GIVEN PROBLEM: Write the next part of the blog post about applying for Russian citizenship, picking up right after its final sentence.
---- PASSAGE
Blog - Citizenship (2)

Added on Saturday, 2012-08-11 11:43 CEST in category Moscow
For a while now I've been preparing the documents for my naturalization application. One of the requirements is having been married to a Russian citizen for over three years. It was only two weeks ago that we celebrated our three year anniversary at a lovely hotel/castle in Germany (go us! :), and when we came back I once again went to immigration services to try and apply.

Try, indeed. Russian immigration services never make it easy for you, and although I had come by before to check my documents, I already expected more hassle. So I went there at 6:00 in the morning, three hours before opening time, to get in line.


About lines, by the way; Russians seem to love them. Check out the first McDonald's opening in Moscow. Nowadays it's not that bad anymore, of course, but people getting in line somewhere in the middle of the night is unfortunately still rather commonplace. When I got there, though, I found just one woman sitting on a bench. I expected more people, so I asked where they all were. "Oh, they're not here yet. You see, we have this list. On this list you put your name, and that way we can tell who's up next. You're now on number 146. It may take a few months before you get to hand in your documents, unfortunately, I myself have been here for about two, because they only process about 2-3 people a day. Oh, and every day before 18:00 you have to come back here to say you still want to be on the list. Otherwise we kick you off."… Hello, 2nd world country!
--------
---- RAW RECORDS
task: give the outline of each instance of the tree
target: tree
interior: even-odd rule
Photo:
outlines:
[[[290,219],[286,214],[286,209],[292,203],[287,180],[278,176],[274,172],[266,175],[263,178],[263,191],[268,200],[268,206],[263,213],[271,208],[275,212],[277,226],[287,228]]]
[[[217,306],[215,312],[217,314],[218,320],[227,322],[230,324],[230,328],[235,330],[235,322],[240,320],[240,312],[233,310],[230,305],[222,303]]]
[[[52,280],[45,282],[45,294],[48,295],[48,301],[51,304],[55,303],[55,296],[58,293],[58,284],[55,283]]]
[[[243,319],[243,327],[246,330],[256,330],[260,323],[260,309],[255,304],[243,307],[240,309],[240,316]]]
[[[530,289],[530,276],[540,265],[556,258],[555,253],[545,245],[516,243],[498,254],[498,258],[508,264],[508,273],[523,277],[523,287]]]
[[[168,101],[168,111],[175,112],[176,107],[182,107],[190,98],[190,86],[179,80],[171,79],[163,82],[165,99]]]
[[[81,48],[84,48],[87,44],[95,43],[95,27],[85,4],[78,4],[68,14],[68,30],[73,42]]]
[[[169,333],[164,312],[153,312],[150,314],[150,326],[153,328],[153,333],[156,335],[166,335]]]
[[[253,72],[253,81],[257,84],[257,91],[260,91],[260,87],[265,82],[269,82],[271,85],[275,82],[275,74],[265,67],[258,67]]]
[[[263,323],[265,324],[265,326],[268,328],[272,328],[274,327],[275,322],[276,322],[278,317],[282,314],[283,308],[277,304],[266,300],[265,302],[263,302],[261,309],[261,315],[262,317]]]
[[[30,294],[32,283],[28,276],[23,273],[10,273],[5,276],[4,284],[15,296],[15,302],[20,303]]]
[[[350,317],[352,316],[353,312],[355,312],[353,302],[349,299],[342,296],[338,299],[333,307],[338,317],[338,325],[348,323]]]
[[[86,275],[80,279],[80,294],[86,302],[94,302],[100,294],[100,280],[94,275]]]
--------
WRITTEN REPLY:
Quite flabbergasted I went to the head of the office, asking her if she thinks it's normal that people go here every day for months in order to hand in their documents. She denied there was such a list, and told me people will be accepted in a first-come, first-served order. If I would be so kind as to come back tomorrow, then she would take a look at my documents.


The next day I got there at around the same time, and hadn't moved a single spot on the dreaded list. Turns out that all the slots had already been taken by people who had made an appointment, which is apparently possible. There's a two hour time slot for that each week, during which (apparently) hundreds of people who want to apply try and get through, while only a few succeed. Those who don't will just have to come back again, and again, and again…


Oddly enough, this dreaded line was meant purely for applying. Going for consultation was quite easy, and soon I was indeed let in. I asked if the documents I had gathered were all in order, which of course they were not. They never are the first time.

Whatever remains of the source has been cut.